▶ [Directions for this task]: Beginning with the line that holds "Phrase: maroon sweater", set down each line of the data below through the very last, exactly as given, and nothing beyond that.

Items listed in a dataset:
[Start of Attachment]

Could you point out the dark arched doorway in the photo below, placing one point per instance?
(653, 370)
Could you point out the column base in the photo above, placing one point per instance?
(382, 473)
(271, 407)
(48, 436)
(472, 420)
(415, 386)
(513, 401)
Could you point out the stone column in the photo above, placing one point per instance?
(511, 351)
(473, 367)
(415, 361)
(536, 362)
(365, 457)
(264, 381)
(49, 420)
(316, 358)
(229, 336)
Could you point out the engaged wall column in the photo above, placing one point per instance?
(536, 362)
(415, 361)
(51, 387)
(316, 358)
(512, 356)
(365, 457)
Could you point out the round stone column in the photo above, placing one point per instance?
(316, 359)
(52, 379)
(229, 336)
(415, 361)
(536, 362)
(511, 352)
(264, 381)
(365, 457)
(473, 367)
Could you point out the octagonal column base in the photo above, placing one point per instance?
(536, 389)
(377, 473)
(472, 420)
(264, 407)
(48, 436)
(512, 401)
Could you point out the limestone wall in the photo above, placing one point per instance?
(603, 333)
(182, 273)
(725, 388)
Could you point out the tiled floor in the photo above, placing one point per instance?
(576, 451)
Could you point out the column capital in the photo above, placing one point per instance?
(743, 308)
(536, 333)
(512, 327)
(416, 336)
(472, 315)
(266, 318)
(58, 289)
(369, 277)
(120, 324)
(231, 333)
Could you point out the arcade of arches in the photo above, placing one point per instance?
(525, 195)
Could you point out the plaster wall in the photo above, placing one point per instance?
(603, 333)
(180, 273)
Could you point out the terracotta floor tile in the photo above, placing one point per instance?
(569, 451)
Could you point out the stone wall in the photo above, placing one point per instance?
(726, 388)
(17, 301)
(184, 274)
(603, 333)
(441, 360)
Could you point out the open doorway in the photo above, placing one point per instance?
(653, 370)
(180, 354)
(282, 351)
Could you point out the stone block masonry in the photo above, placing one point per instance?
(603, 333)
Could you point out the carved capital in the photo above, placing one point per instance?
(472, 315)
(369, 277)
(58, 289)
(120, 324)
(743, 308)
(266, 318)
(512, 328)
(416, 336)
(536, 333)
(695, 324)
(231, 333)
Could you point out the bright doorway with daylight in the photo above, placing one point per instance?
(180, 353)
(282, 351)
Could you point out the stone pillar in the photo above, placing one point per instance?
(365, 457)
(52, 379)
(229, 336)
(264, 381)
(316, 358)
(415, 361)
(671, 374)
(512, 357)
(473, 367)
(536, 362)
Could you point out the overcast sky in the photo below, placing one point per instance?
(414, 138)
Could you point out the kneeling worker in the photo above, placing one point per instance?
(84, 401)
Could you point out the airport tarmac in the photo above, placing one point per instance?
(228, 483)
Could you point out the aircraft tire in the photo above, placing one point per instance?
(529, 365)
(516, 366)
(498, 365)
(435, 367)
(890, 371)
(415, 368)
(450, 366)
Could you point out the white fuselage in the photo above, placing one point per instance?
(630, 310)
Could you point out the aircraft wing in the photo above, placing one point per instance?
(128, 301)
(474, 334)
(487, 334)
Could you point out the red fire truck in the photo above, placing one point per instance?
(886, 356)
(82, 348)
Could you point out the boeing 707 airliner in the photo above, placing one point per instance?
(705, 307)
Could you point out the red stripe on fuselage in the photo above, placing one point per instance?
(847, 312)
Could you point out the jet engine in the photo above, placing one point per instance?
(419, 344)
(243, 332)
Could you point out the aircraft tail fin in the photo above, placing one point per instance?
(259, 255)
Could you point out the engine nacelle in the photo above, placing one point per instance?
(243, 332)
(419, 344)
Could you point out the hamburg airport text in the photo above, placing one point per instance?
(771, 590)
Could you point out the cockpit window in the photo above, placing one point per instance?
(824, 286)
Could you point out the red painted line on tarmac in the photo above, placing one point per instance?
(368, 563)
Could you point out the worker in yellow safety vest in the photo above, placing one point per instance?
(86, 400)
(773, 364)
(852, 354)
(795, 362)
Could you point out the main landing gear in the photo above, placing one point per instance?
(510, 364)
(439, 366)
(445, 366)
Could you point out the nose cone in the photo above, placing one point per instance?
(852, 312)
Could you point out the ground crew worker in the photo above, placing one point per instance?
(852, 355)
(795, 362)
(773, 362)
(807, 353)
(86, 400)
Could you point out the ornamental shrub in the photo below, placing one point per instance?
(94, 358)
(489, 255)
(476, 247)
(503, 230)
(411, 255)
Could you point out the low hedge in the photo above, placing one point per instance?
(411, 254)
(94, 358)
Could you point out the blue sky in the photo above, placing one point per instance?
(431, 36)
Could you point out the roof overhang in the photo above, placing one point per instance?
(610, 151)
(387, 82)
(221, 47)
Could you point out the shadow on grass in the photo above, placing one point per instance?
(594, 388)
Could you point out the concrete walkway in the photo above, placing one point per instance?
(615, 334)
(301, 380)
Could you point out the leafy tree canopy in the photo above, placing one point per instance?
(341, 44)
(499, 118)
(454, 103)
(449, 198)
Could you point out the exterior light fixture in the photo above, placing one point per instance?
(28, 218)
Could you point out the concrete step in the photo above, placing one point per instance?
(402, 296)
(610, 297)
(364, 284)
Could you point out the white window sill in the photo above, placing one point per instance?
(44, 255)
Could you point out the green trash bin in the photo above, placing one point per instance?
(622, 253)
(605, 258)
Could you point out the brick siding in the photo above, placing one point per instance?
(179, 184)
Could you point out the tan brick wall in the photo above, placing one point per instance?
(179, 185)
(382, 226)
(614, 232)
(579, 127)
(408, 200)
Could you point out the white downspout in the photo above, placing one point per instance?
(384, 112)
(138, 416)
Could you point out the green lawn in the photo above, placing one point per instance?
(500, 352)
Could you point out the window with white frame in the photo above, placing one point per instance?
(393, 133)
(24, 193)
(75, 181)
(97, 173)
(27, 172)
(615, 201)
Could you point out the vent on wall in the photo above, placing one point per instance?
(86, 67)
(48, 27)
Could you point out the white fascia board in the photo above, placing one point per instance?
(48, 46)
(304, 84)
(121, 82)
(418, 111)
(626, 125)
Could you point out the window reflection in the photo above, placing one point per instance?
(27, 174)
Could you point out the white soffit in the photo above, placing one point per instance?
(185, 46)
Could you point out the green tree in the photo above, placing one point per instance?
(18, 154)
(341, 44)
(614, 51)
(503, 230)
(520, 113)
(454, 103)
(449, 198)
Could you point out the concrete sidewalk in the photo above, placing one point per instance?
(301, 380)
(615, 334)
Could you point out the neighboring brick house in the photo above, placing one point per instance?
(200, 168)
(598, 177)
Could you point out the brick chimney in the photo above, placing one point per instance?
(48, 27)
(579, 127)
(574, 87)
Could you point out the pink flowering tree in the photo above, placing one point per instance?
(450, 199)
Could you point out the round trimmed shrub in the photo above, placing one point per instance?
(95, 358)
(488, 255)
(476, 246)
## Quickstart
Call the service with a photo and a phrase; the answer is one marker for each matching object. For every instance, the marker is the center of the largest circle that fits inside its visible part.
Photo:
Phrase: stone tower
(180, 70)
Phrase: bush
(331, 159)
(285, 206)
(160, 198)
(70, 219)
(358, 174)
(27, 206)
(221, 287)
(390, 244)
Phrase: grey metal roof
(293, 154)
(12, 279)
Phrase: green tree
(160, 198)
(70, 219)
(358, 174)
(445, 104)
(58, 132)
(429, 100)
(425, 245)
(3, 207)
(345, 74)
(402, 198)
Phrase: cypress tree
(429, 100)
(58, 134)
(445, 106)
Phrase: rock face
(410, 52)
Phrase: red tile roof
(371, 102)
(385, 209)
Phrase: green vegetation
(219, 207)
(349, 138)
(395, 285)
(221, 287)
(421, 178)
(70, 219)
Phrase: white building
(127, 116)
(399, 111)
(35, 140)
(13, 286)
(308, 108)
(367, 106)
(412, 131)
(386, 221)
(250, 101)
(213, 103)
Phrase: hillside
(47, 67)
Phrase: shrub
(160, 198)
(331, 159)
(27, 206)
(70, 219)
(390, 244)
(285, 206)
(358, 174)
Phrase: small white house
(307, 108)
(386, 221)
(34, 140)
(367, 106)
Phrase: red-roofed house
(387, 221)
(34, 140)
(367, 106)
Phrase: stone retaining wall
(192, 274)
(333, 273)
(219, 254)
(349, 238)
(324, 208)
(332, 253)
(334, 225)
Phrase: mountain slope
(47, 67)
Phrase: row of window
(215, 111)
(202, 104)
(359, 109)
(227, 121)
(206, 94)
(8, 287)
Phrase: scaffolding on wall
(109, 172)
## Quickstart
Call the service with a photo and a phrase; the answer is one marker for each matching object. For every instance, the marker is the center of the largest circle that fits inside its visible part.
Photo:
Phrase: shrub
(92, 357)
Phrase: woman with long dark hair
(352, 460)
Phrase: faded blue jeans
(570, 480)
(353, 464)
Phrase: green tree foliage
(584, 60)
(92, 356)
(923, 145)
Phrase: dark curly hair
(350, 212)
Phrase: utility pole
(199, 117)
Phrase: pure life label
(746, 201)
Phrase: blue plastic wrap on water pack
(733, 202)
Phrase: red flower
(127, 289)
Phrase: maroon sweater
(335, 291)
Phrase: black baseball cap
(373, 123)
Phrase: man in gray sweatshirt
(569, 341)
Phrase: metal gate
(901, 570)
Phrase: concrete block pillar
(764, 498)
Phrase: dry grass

[End of Attachment]

▶ [Response box]:
Phrase: maroon sweater
(335, 291)
Phrase: black baseball cap
(373, 123)
Phrase: man in gray sweatshirt
(569, 341)
Phrase: metal gate
(901, 570)
Phrase: concrete block pillar
(764, 498)
Phrase: dry grass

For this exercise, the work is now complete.